▶ _ЗАДАНИЕ_:
Кого, по словам старого рыбака во фрагменте текста о территориализме животных, на днях утащил сом?

++++ ФРАГМЕНТ ТЕКСТА ++++

— Значит, все трудности, связанные с непоседливостью животных, позади? Хитроумные методики помогли экологам разобраться в тайнах территориализма?
— Да, только не до конца, конечно. Как и среди людей, у диких животных есть и сидни, и вечные бродяги.
Представление о том, что у многих диких животных есть собственные «владения», часто складывается еще в детстве. Возникает оно без всяких книг, просто из общения с природой и хорошо знающими ее людьми. Помню, как старый деревенский рыбак, с ранней весны до глубокой осени дневавший и ночевавший на реке, предупреждал нас, восьми-девятилетних мальчишек: «Осторожнее купайтесь в Большой Луке (одно из заветных мест на речке моего детства), не заплывайте далеко. В омуте живет здоровенный сомище. На днях опять молодого гуся утащил. Потянул его снизу за лапу, тот га-га-га… и исчез под водой, точно его и не было. Не ровен час, и из вас кого-нибудь помельче за ногу схватит. Не утащит, так настращает до полусмерти…»

++++ ИЗВЛЕЧЁННЫЕ ЗАПИСИ ++++

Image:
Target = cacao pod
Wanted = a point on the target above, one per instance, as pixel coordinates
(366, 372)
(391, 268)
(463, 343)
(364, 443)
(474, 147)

++++
++++ ИЗВЛЕЧЁННЫЕ ЗАПИСИ ++++

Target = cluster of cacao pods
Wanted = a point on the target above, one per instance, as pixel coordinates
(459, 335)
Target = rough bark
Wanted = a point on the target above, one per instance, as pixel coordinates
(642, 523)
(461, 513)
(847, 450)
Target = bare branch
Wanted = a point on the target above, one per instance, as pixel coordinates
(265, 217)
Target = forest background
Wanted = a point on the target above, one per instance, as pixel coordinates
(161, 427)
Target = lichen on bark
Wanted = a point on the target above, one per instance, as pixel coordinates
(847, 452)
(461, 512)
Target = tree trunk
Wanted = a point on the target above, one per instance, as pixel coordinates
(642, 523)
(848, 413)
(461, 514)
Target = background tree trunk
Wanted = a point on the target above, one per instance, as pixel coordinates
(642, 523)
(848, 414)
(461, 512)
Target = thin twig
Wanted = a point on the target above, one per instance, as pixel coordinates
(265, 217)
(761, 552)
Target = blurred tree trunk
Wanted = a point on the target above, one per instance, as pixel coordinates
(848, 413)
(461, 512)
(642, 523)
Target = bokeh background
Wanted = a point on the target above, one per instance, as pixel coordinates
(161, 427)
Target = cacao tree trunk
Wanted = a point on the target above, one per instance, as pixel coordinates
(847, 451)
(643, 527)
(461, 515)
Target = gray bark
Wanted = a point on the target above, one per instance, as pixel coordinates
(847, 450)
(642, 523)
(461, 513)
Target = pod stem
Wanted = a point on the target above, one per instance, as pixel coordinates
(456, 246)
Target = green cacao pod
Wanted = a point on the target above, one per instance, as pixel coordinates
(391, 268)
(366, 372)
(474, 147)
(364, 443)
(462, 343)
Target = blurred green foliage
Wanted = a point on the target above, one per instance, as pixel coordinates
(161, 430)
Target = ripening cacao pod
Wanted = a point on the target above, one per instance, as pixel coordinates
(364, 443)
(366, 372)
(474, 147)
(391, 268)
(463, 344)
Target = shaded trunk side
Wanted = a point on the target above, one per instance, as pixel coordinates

++++
++++ ИЗВЛЕЧЁННЫЕ ЗАПИСИ ++++

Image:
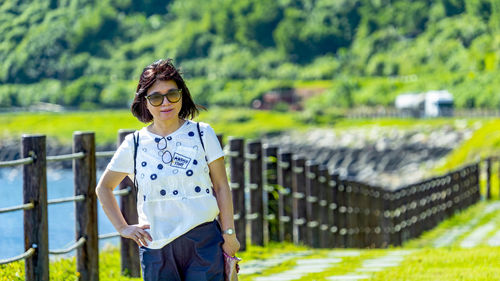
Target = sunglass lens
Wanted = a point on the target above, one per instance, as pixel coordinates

++++

▶ _ВЫПОЛНЕННОЕ ЗАДАНИЕ_:
Молодого гуся.